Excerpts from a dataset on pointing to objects
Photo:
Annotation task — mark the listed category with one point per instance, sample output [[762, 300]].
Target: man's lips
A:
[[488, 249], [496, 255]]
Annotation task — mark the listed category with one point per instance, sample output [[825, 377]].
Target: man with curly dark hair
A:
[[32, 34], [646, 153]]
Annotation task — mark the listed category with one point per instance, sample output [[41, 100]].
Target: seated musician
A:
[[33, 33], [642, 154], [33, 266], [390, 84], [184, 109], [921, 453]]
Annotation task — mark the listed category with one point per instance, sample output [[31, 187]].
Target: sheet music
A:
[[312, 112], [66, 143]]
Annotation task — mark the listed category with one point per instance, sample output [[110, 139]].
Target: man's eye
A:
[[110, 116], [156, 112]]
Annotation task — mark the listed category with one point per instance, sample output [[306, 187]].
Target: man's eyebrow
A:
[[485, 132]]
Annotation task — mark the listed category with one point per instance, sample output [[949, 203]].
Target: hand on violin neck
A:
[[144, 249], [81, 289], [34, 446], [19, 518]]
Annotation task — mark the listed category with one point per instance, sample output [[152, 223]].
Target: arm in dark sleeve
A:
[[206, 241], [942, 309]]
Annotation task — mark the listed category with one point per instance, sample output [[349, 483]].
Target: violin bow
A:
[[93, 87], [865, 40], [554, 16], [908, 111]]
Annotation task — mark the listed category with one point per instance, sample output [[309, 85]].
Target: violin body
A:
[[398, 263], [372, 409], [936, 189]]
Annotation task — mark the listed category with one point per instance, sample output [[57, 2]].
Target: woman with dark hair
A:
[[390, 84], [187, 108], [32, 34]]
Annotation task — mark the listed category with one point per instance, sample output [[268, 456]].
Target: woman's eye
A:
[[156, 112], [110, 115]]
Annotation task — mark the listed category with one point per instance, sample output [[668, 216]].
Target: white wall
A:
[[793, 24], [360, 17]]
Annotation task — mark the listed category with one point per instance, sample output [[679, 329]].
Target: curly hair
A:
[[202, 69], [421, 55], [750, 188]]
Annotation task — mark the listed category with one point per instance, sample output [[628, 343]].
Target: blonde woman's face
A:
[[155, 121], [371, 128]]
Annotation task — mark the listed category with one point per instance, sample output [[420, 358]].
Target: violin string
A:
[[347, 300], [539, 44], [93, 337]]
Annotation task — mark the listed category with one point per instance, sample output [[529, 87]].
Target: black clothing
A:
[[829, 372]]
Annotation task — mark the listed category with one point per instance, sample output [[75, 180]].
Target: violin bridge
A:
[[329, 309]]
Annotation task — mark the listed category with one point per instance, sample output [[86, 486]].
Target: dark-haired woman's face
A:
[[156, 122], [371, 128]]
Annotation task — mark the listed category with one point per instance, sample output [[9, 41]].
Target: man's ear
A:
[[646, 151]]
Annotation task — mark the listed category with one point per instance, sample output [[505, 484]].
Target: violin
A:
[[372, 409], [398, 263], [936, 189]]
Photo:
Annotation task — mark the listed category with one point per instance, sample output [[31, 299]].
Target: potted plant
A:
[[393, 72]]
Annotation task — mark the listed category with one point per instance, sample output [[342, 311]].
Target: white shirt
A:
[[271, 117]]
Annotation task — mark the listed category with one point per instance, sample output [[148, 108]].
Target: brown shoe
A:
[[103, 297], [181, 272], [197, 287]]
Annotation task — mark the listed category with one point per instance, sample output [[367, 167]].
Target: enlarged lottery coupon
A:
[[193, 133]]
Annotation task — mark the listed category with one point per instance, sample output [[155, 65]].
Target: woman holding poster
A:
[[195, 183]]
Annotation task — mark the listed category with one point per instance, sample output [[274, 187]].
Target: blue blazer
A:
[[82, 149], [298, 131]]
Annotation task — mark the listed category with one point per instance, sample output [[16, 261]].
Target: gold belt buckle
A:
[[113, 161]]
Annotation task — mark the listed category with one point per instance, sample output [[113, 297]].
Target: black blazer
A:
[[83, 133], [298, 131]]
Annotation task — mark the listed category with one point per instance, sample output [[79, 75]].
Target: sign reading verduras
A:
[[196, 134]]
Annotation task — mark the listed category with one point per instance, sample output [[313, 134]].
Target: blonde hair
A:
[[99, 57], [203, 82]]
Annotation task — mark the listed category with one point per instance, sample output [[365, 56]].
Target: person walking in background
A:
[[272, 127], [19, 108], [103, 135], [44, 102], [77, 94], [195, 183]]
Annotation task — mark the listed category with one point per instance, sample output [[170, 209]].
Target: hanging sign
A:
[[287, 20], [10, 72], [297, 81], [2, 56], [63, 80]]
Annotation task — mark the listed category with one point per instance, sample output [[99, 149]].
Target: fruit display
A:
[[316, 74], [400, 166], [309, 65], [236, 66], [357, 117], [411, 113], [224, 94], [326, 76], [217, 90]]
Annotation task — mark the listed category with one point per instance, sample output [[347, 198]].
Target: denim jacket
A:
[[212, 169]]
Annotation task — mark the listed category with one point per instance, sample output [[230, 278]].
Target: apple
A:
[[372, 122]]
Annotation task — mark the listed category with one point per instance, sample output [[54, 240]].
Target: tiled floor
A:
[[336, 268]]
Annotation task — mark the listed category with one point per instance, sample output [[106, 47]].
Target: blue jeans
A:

## DIRECTIVE
Convert the material above into a JSON list of strings, with each line as its own string and blank lines omitted.

## WRITTEN SOLUTION
[
  "Photo:",
  "Annotation task — mark the listed category with one point per instance, sample output [[762, 300]].",
  "Target: man's lips",
  "A:",
  "[[488, 249], [496, 255]]",
  "Annotation task — mark the listed category with one point per instance, sample output [[825, 377]].",
  "Target: man with curly dark hair",
  "A:",
  "[[32, 34], [646, 153]]",
  "Annotation task — mark the listed category with one point per instance, sample output [[41, 100]].",
  "Target: seated musician",
  "A:",
  "[[33, 33], [642, 154], [33, 266], [390, 84], [184, 109], [921, 453]]",
  "Annotation task — mark the listed category with one point per instance, sample output [[31, 187]].",
  "Target: sheet music",
  "A:",
  "[[312, 112], [66, 143]]",
  "Annotation task — mark the listed category with one point per instance, sample output [[110, 139]].",
  "Target: man's eye",
  "A:",
  "[[110, 116], [156, 112]]",
  "Annotation task — mark the listed category with one point per instance, sample output [[306, 187]].",
  "Target: man's eyebrow",
  "A:",
  "[[485, 132]]",
  "Annotation task — mark the listed category with one point per instance, sample output [[949, 203]].",
  "Target: hand on violin neck",
  "A:",
  "[[144, 249], [81, 289], [34, 446], [19, 518]]",
  "Annotation task — mark the listed category with one point per instance, sample output [[152, 223]].",
  "Target: arm in dark sleeve",
  "A:",
  "[[206, 241], [942, 309]]",
  "Annotation task — mark the listed category with one point per instance, sample output [[349, 483]].",
  "Target: violin bow",
  "A:",
  "[[93, 87], [865, 40], [554, 16], [908, 111]]",
  "Annotation task — mark the listed category with one point per instance, sample output [[309, 85]].",
  "Target: violin body",
  "A:",
  "[[398, 263], [372, 409], [936, 189]]",
  "Annotation task — mark the listed category with one point per instance, sample output [[57, 2]].",
  "Target: woman with dark hair",
  "A:",
  "[[390, 84], [187, 108], [32, 34]]",
  "Annotation task — mark the listed category with one point per instance, sample output [[268, 456]].",
  "Target: woman's eye",
  "A:",
  "[[156, 112], [110, 115]]",
  "Annotation task — mark the listed category with one point per instance, sample output [[668, 216]].",
  "Target: white wall",
  "A:",
  "[[793, 24], [360, 17]]",
  "Annotation task — mark the listed category with one point per instance, sample output [[679, 329]].",
  "Target: curly hair",
  "A:",
  "[[202, 69], [421, 55], [750, 188]]",
  "Annotation task — mark the listed category with one point per instance, sample output [[628, 343]].",
  "Target: blonde woman's face",
  "A:",
  "[[155, 121], [371, 128]]",
  "Annotation task — mark the listed category with one point per instance, sample output [[420, 358]].",
  "Target: violin string",
  "A:",
  "[[347, 300], [539, 44], [93, 337]]",
  "Annotation task — mark the listed category with one point per instance, sample output [[529, 87]].",
  "Target: black clothing",
  "A:",
  "[[829, 372]]",
  "Annotation task — mark the listed category with one point per instance, sample output [[75, 180]].",
  "Target: violin bridge",
  "A:",
  "[[329, 309]]",
  "Annotation task — mark the listed category with one point per instance, sample output [[86, 486]].",
  "Target: dark-haired woman's face",
  "A:",
  "[[156, 122], [371, 128]]",
  "Annotation task — mark the listed category with one point per instance, sample output [[9, 41]].",
  "Target: man's ear",
  "A:",
  "[[646, 151]]",
  "Annotation task — mark the listed category with one point per instance, sample output [[505, 484]].",
  "Target: violin",
  "A:",
  "[[372, 409], [398, 263], [936, 189]]",
  "Photo:",
  "Annotation task — mark the listed category with one point per instance, sample output [[31, 299]].",
  "Target: potted plant",
  "A:",
  "[[393, 72]]",
  "Annotation task — mark the listed category with one point per instance, sample output [[342, 311]].",
  "Target: white shirt",
  "A:",
  "[[271, 117]]",
  "Annotation task — mark the listed category with one point per instance, sample output [[148, 108]].",
  "Target: brown shoe",
  "A:",
  "[[103, 297], [181, 272], [197, 287]]",
  "Annotation task — mark the listed category with one point per instance, sample output [[367, 167]].",
  "Target: enlarged lottery coupon",
  "A:",
  "[[193, 133]]",
  "Annotation task — mark the listed category with one point per instance, sample output [[155, 65]].",
  "Target: woman holding poster",
  "A:",
  "[[195, 183]]",
  "Annotation task — mark the listed category with one point per instance, sample output [[274, 187]].",
  "Target: blue blazer",
  "A:",
  "[[82, 149], [298, 131]]",
  "Annotation task — mark the listed category with one point per instance, sample output [[16, 261]].",
  "Target: gold belt buckle",
  "A:",
  "[[113, 161]]",
  "Annotation task — mark the listed category with one point per instance, sample output [[113, 297]].",
  "Target: black blazer",
  "A:",
  "[[83, 133], [298, 131]]",
  "Annotation task — mark the listed category with one point per instance, sample output [[79, 75]].",
  "Target: sign reading verduras",
  "A:",
  "[[196, 134]]",
  "Annotation task — mark the listed category with one point per instance, sample output [[313, 134]].",
  "Target: blonde hair",
  "A:",
  "[[99, 57], [203, 82]]",
  "Annotation task — mark the listed category with one point per instance, sample output [[365, 56]].",
  "Target: person walking in background",
  "A:",
  "[[272, 127], [19, 108], [103, 135], [44, 102], [77, 94], [195, 183]]",
  "Annotation task — mark the listed category with one point per instance, sample output [[170, 209]].",
  "Target: hanging sign",
  "A:",
  "[[287, 20], [10, 72], [297, 81], [2, 56], [63, 80]]",
  "Annotation task — mark the listed category with one point per instance, sample output [[99, 149]].",
  "Target: fruit display",
  "A:",
  "[[316, 74], [400, 166], [309, 65], [236, 66], [357, 117], [411, 113], [224, 94], [326, 76], [217, 90]]",
  "Annotation task — mark the listed category with one point per instance, sample output [[347, 198]].",
  "Target: denim jacket",
  "A:",
  "[[212, 169]]",
  "Annotation task — mark the listed category with one point per instance, sample output [[230, 278]].",
  "Target: apple",
  "A:",
  "[[372, 122]]",
  "Annotation task — mark the listed category with one point per instance, sample output [[54, 240]].",
  "Target: tiled floor",
  "A:",
  "[[336, 268]]",
  "Annotation task — mark the listed category with one point per instance, sample output [[106, 47]].",
  "Target: blue jeans",
  "A:"
]